Ces méthodes de mesures
ne sont pas toujours très pratiques.
En Namibie, il y a 4 fleuves dont 3 servent de frontières. Les organismes
calculent donc le débit des 4 fleuves et le nombre d’habitants, mais l’eau des
3 fleuves frontaliers n’est pas utilisée pour les populations namibiennes. Un
grand projet de Namibie est l’alimentation en eau de la capitale Windhoek à
1 000 m d’altitude par le fleuve Okavango au Nord du pays. Du coup, un
système devait traverser la moitié du pays qui est désertique au risque de
perdre beaucoup d’eau par évapotranspiration. Finalement, la capitale a décidé
de recycler son eau pour éviter de faire monter les prix.
Dans
les pays très bien dotés, on trouve : Canada (85 000 m3), le Brésil (42 000 m3), le Bengladesh (8 000 m3), …
B.
Inégalités dans le temps
En Irak comme au
Bengladesh, le problème n’est pas la quantité mais la répartition dans le temps
de cette eau. Le
Tigre et l’Euphrate prennent leurs sources dans les montagnes du Taurus. Leur
débit est élevé au printemps lors de la fonte des neiges : trop tard pour
l’hiver et ses cultures et trop tôt pour les cultures d’été. Soit donc on
conserve l’eau quelque part avant de la libérer, soit on ne peut faire de
cultures. Du coup, 55% du débit du Tigre se fait de mars à mai, entre deux
cultures.
C.
Inégalités dans la qualité des eaux
Parfois la notion
de qualité entre en jeu.

*CONSIGNES:*
• 1. Relevez tous les pays nommés dans l'extrait, dans leur ordre d'apparition.
• 2. Recopiez, s'il vous plaît, tout ce qui va de « Inégalités dans le » jusqu'à « entre en jeu. » dans l'extrait.
Les enregistrements n'ont aucun rapport avec l'extrait.

*ENREGISTREMENTS EXTRAITS:*
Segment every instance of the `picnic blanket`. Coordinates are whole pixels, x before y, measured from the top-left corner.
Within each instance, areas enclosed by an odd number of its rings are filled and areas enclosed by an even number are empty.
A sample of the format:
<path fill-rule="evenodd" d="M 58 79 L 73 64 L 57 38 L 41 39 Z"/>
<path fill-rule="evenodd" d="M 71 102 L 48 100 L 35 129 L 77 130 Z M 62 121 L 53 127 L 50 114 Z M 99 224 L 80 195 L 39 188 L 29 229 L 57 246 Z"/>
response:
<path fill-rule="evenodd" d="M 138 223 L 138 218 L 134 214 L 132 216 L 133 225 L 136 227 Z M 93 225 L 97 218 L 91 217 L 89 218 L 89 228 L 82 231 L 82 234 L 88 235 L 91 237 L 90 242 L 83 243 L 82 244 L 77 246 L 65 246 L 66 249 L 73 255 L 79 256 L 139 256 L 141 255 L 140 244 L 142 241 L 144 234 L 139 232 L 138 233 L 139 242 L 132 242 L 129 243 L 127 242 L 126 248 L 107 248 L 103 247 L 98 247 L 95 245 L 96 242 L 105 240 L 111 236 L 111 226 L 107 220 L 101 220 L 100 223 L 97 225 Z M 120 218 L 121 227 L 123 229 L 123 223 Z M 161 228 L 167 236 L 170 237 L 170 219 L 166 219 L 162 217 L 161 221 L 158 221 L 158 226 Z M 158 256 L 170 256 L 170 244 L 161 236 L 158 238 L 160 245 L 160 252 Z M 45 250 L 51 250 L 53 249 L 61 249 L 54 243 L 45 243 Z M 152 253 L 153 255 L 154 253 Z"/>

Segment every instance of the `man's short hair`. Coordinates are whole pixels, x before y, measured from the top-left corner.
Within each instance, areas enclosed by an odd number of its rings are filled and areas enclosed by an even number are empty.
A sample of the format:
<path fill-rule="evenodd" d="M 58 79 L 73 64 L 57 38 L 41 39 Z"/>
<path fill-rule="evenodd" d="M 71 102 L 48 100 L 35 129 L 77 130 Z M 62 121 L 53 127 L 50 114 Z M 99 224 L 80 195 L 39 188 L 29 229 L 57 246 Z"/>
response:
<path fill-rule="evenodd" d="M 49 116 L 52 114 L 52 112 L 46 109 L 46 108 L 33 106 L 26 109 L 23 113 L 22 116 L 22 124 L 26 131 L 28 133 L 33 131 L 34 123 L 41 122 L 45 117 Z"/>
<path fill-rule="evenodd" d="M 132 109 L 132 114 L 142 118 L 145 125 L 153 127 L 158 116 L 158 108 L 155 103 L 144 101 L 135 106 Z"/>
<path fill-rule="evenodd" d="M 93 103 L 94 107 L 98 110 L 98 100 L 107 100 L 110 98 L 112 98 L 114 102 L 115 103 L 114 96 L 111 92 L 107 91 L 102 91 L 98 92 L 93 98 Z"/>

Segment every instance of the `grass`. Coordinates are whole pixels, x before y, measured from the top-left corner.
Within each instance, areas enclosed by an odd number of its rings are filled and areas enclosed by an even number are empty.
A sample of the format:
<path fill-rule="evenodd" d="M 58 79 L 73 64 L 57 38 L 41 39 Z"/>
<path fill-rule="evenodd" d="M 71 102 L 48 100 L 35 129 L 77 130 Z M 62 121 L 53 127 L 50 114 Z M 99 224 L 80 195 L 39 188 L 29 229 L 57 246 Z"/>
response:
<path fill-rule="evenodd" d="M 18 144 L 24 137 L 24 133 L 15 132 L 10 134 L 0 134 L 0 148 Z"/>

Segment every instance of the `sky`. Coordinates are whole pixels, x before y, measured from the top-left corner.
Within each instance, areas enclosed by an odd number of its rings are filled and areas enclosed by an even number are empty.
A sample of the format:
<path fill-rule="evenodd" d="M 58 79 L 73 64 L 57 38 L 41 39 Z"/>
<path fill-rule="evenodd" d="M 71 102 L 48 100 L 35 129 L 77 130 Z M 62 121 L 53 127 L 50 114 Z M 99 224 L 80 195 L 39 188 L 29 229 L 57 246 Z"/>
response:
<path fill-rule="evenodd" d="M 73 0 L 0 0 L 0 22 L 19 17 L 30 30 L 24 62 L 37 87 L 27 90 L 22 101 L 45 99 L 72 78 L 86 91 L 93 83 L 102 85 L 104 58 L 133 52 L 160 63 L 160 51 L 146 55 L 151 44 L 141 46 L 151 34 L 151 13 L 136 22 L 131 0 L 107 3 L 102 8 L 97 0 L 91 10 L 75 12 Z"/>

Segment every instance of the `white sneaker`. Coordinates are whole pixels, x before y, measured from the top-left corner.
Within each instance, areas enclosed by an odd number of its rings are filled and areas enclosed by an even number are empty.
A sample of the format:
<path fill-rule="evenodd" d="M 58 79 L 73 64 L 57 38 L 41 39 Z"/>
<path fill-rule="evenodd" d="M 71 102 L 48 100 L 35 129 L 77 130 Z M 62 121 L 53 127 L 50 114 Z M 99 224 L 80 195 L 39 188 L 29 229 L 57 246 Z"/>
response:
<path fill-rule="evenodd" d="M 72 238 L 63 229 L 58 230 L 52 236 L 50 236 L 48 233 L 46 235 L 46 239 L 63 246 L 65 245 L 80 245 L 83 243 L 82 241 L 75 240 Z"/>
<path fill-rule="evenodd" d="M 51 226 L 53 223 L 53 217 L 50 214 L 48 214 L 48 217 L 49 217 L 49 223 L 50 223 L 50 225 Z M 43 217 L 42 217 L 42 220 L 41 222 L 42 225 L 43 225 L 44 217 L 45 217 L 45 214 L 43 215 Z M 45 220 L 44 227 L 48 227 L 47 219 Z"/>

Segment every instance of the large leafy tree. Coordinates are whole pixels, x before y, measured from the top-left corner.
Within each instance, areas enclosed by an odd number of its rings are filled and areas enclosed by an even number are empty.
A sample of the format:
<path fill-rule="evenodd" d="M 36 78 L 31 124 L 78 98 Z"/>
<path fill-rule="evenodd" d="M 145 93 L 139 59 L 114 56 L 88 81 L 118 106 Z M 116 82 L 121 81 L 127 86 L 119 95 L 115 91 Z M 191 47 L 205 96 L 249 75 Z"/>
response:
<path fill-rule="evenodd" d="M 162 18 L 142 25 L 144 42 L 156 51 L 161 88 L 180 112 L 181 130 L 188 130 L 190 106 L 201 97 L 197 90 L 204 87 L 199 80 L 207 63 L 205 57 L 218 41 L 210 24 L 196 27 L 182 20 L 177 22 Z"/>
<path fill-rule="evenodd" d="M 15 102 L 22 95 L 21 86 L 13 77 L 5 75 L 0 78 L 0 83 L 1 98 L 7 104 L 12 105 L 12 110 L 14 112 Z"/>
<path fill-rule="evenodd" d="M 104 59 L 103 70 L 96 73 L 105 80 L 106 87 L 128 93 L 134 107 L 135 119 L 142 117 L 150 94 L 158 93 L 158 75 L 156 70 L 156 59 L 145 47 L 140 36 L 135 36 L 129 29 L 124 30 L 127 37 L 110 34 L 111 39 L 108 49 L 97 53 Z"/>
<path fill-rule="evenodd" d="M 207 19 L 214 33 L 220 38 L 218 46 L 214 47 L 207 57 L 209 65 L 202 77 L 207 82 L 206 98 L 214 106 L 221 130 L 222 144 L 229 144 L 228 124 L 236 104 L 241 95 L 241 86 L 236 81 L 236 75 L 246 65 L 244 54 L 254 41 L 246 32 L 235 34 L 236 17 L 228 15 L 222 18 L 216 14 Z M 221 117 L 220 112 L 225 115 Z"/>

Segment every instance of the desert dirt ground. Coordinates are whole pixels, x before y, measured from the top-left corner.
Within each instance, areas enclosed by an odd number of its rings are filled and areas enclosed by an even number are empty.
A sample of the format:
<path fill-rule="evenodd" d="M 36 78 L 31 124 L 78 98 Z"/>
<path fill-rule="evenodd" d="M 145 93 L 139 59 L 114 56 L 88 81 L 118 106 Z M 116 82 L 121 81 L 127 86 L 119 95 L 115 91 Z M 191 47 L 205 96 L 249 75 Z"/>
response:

*RÉPONSES PAR CONSIGNE:*
• 1. Namibie, Canada, Brésil, Bengladesh, Irak

• 2.
Inégalités dans le temps
En Irak comme au
Bengladesh, le problème n’est pas la quantité mais la répartition dans le temps
de cette eau. Le
Tigre et l’Euphrate prennent leurs sources dans les montagnes du Taurus. Leur
débit est élevé au printemps lors de la fonte des neiges : trop tard pour
l’hiver et ses cultures et trop tôt pour les cultures d’été. Soit donc on
conserve l’eau quelque part avant de la libérer, soit on ne peut faire de
cultures. Du coup, 55% du débit du Tigre se fait de mars à mai, entre deux
cultures.
C.
Inégalités dans la qualité des eaux
Parfois la notion
de qualité entre en jeu.